Start of Document segment

THIS ARTICLE IS MORE THAN FIVE YEARS OLD
This article is more than five years old. Autism research — and science in general — is constantly evolving, so older articles may contain information or theories that have been reevaluated since their original publication date.
Long-term treatment with oxytocin impairs prairie voles’ ability to produce the hormone on their own, according to unpublished results presented Monday at the 2013 Society for Neuroscience annual meeting in San Diego.
Oxytocin is a hormone that enhances feelings of trust and empathy — and even love. Some studies have suggested that sniffing oxytocin can improve social behavior in individuals with autism, leading to a surge of interest in the molecule as a treatment for the disorder.
The new results raise caution that long-term treatment with the hormone may be harmful.

End of Document segment

**Aim of the task:**
Reproduce the passage of the oxytocin article from "Long-term treatment with oxytocin" up to and including "may be harmful.", swapping "hormone" for "peptide". The material has no connection to the text above.

Start of Material supplied

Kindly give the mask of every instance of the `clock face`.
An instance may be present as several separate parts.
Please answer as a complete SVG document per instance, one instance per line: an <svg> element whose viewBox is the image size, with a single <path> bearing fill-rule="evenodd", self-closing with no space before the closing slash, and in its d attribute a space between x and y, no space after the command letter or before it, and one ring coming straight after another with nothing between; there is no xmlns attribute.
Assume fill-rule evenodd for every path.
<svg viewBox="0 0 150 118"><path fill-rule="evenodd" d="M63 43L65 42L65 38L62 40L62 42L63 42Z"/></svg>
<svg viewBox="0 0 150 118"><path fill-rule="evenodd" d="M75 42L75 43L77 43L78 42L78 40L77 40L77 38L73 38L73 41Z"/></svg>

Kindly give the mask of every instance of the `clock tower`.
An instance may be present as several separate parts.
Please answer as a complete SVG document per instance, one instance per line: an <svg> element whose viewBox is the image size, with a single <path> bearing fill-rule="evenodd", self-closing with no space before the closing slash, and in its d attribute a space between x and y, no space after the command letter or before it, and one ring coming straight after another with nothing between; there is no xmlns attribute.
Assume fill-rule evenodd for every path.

End of Material supplied

**Reply:**
Long-term treatment with oxytocin impairs prairie voles’ ability to produce the peptide on their own, according to unpublished results presented Monday at the 2013 Society for Neuroscience annual meeting in San Diego.
Oxytocin is a peptide that enhances feelings of trust and empathy — and even love. Some studies have suggested that sniffing oxytocin can improve social behavior in individuals with autism, leading to a surge of interest in the molecule as a treatment for the disorder.
The new results raise caution that long-term treatment with the peptide may be harmful.